• Task instructions: In the passage about the Subedar Major, what happened to the divisional commander while he was being escorted to the exercise area?

--- Passage provided Enclosed Below ---

It is difficult to describe the position and prestige that a Subedar Major enjoys in a unit. Whatever you say about him would fall short of the parameters of his personality. He is rather an institution in himself. His commanding officer often falls back on his advice in difficult situations-specially, those related to the morale, welfare and discipline of his men and the image of the unit.

Most of the clout that he commands comes out of the position of trust that he enjoys with his commanding officer who regards him as a repository of wisdom, sagacity, sobriety, maturity, loyalty, cool-headedness and above all, a sort of farmer’s horse-sense. But, this is not all. Let me try to explain this phenomenon more properly through a couple of incidents.

An Army unit was on an operational exercise in a highly undulated and slippery area. Their divisional commander, a Major General, came to oversee them. When being escorted to the exercise area, he slipped and fell on the ground. Seeing the plight of the embarrassed General, the Subedar Major of the unit, following behind his C.O. lost no time in slipping himself in an equally ungainly thud. He then stood up smartly and said, “Saab, yahan to hum roz bees bees bar girte hain (Sir, we fall here scores of times every day)”. That put the General at ease instantly, though he did not fail to notice, rather approvingly, why the Subedar Major had enacted all this. Here was a typical S.M. discharging one of his multi-dimensional roles to perfection.

--- End of Enclosed Passage provided ---
--- Information given Enclosed Below ---

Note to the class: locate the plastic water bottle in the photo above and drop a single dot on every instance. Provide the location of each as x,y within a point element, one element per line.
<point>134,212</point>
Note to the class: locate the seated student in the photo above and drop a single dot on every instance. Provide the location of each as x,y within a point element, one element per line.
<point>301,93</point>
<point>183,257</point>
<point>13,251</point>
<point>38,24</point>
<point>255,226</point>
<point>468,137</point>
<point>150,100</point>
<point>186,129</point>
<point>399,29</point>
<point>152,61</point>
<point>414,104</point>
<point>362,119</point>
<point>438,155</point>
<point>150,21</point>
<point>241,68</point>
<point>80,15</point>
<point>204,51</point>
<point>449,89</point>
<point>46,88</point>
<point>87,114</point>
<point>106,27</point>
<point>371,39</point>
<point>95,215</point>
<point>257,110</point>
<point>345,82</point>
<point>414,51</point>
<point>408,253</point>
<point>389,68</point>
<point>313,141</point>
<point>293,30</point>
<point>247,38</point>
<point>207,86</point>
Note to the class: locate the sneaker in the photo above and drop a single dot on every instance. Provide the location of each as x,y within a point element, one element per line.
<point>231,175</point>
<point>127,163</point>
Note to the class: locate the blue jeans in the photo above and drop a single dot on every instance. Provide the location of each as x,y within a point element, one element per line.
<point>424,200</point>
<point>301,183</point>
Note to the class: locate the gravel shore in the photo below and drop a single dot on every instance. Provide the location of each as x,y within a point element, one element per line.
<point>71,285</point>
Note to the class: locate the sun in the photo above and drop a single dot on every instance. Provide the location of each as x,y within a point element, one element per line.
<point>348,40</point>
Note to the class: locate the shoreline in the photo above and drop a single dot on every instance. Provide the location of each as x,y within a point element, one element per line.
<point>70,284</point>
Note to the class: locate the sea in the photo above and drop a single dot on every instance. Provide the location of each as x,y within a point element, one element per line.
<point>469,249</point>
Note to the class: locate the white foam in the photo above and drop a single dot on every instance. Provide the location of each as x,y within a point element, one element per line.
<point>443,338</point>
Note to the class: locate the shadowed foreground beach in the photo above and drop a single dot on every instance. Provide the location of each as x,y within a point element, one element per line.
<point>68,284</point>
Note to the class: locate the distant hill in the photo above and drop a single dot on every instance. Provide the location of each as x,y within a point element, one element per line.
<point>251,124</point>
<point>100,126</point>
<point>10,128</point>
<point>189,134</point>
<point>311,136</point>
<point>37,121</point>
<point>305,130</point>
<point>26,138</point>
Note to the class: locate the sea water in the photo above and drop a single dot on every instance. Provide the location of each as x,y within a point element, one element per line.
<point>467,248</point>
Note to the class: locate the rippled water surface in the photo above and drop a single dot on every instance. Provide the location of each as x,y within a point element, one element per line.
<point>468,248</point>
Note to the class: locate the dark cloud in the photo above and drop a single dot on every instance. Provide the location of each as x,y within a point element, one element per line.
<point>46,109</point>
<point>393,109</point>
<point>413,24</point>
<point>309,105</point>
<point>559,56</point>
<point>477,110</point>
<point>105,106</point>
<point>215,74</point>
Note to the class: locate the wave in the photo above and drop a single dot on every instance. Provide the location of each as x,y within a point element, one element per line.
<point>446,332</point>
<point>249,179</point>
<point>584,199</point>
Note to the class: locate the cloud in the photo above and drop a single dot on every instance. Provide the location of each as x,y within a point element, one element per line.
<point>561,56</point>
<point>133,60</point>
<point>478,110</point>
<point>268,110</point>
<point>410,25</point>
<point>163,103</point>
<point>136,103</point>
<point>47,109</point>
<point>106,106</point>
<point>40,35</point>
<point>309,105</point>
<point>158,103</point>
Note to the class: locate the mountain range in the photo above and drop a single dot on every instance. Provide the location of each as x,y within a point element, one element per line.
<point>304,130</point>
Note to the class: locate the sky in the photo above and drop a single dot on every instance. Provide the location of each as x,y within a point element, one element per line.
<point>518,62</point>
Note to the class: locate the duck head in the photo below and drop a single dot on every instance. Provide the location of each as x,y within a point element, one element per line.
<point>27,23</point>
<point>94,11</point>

--- End of Enclosed Information given ---

• Answer space: He slipped and fell on the ground.